▸ **GEGEVEN TEKST**
+ + +
Indien na voldoening van alle geverifieerde (en dus op datum van faillietverklaring gefixeerde) vorderingen nog middelen in de boedel resteren, is sprake van een boedeloverschot dat dient te worden aangewend ter voldoening van tijdens het faillissement opgekomen, niet-verifieerbare rentevorderingen en eventuele andere niet-verifieerbare vorderingen. De Faillissementswet kent geen uitdrukkelijke regeling omtrent het boedeloverschot, maar in de praktijk vindt vereffening van het boedeloverschot veelal plaats via een tweede faillissement waarin bijvoorbeeld vorderingen uit hoofde van rente – opgekomen na de datum van de eerste faillietverklaring – kunnen worden geverifieerd. Deze rentevorderingen worden, tenzij in de overeenkomst waaruit de vordering is ontstaan anders is bepaald, gelijk gerangschikt aan de vordering op de datum van faillietverklaring. Resteren ook na dit tweede faillissement nog middelen in de boedel, dan wordt, indien het een besloten of naamloze vennootschap betreft, het restant uitgekeerd aan de aandeelhouders.
+ + +
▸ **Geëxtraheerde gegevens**
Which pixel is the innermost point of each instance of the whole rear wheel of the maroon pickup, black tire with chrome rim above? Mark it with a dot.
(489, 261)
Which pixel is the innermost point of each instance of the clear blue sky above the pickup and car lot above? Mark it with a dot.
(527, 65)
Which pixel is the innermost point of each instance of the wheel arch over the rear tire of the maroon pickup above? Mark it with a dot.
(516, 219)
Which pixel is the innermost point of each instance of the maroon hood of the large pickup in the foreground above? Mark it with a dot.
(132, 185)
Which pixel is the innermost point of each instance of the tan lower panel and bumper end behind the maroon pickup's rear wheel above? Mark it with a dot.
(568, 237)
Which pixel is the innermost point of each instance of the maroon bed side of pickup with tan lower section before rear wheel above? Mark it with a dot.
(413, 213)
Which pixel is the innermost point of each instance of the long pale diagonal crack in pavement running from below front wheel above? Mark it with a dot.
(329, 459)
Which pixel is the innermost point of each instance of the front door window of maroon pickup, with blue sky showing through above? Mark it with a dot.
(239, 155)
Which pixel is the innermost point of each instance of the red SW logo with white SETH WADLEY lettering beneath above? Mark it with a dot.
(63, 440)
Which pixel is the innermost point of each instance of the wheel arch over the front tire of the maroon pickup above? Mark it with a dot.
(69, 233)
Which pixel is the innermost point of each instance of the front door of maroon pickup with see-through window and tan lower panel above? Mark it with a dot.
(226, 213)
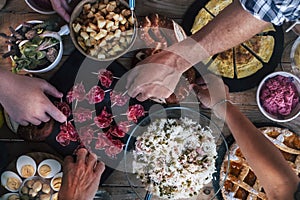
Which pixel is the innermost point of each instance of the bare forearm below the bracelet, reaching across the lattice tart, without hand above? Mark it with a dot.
(265, 159)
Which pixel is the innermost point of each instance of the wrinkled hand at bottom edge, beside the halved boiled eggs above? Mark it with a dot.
(81, 178)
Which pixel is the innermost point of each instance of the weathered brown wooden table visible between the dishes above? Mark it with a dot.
(16, 12)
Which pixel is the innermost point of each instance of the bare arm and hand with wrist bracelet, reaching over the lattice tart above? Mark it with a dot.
(267, 162)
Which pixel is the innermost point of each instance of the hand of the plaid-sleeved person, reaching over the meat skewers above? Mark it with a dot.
(155, 77)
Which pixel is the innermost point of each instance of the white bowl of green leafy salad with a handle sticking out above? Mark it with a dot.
(35, 48)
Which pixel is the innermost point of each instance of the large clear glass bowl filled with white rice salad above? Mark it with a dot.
(173, 153)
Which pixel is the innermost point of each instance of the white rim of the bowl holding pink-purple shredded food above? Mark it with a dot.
(262, 110)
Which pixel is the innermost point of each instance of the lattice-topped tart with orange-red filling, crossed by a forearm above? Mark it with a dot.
(241, 182)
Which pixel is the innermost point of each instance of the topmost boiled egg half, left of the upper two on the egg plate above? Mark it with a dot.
(26, 166)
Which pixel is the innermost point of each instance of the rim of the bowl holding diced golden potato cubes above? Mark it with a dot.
(78, 10)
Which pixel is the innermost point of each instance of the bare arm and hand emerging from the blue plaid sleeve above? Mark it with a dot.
(231, 27)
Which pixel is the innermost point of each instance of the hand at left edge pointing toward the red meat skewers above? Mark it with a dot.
(24, 99)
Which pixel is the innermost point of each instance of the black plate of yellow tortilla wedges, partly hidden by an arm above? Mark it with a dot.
(244, 66)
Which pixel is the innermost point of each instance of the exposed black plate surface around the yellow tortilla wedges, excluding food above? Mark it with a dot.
(236, 85)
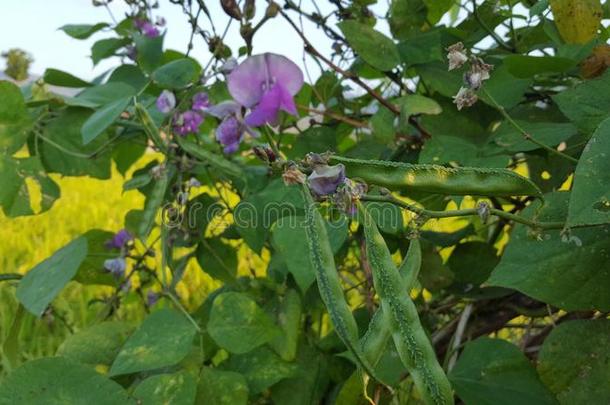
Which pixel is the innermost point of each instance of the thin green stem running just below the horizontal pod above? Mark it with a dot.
(468, 212)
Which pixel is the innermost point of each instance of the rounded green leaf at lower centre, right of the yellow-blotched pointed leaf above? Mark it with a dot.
(238, 325)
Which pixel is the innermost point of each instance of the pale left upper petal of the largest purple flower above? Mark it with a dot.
(246, 81)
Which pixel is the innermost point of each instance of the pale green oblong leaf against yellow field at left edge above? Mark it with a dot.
(44, 281)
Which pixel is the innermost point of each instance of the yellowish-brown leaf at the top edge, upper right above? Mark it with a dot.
(577, 20)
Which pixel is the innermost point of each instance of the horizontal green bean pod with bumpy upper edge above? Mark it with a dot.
(439, 179)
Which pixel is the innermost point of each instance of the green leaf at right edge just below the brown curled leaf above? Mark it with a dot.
(587, 104)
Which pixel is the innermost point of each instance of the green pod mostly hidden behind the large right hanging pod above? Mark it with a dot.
(375, 340)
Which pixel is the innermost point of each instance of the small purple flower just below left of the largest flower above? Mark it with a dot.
(232, 128)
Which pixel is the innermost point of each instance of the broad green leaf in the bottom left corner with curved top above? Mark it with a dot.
(55, 381)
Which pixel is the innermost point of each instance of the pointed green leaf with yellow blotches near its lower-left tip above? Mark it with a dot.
(163, 339)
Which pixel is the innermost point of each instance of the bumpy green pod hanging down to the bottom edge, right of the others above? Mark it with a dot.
(414, 348)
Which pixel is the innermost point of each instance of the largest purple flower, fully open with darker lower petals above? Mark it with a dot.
(266, 83)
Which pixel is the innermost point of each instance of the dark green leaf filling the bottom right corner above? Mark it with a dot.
(574, 360)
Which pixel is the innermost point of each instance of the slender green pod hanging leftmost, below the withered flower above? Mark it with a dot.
(323, 262)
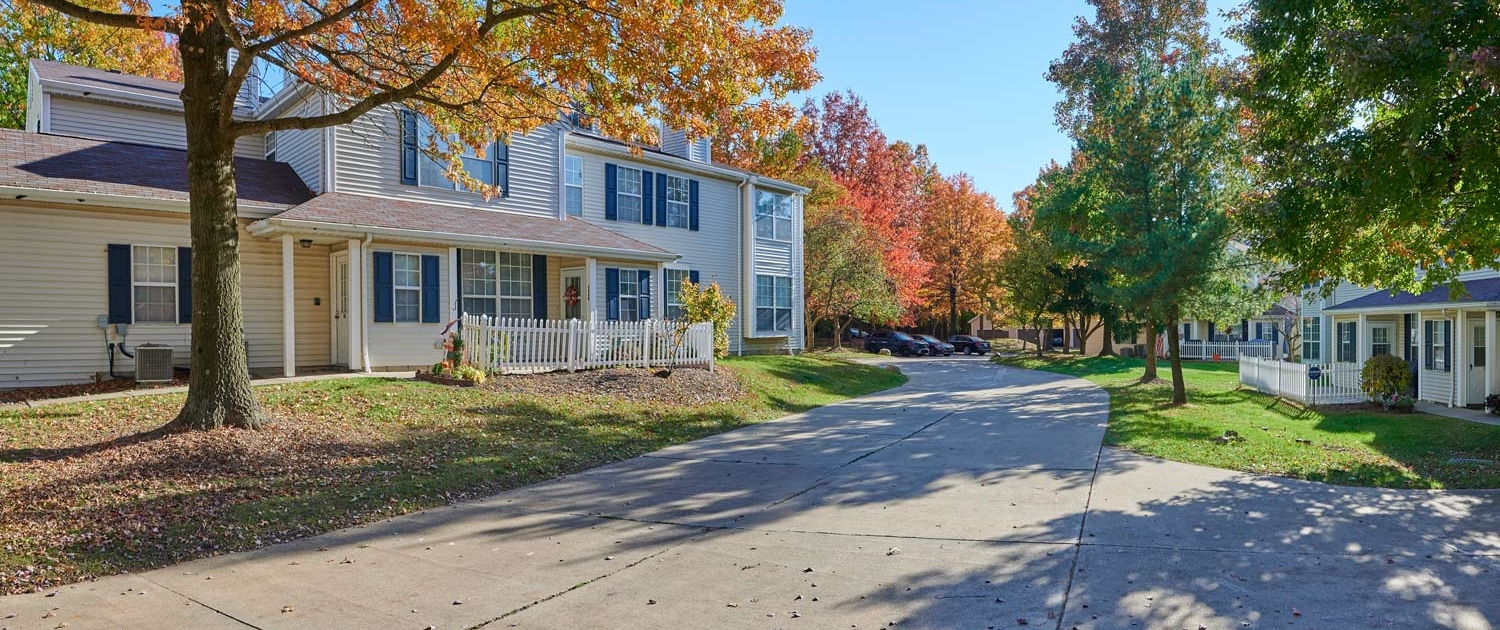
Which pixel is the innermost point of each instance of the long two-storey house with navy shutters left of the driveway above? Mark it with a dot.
(356, 250)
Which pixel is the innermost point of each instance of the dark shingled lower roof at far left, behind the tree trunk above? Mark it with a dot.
(124, 172)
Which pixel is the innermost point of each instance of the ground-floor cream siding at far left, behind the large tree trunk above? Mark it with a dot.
(55, 292)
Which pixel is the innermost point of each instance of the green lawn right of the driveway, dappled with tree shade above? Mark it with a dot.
(1346, 448)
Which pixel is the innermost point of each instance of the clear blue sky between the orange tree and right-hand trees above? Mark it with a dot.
(964, 77)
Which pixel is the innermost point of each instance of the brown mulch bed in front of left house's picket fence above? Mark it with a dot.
(685, 386)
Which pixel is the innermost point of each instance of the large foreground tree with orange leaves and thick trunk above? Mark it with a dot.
+ + +
▸ **DETAILS OPDRACHT**
Neem de volledige tekst over het boedeloverschot hierboven woord voor woord over.

▸ **ANTWOORD OPDRACHT**
Indien na voldoening van alle geverifieerde (en dus op datum van faillietverklaring gefixeerde) vorderingen nog middelen in de boedel resteren, is sprake van een boedeloverschot dat dient te worden aangewend ter voldoening van tijdens het faillissement opgekomen, niet-verifieerbare rentevorderingen en eventuele andere niet-verifieerbare vorderingen. De Faillissementswet kent geen uitdrukkelijke regeling omtrent het boedeloverschot, maar in de praktijk vindt vereffening van het boedeloverschot veelal plaats via een tweede faillissement waarin bijvoorbeeld vorderingen uit hoofde van rente – opgekomen na de datum van de eerste faillietverklaring – kunnen worden geverifieerd. Deze rentevorderingen worden, tenzij in de overeenkomst waaruit de vordering is ontstaan anders is bepaald, gelijk gerangschikt aan de vordering op de datum van faillietverklaring. Resteren ook na dit tweede faillissement nog middelen in de boedel, dan wordt, indien het een besloten of naamloze vennootschap betreft, het restant uitgekeerd aan de aandeelhouders.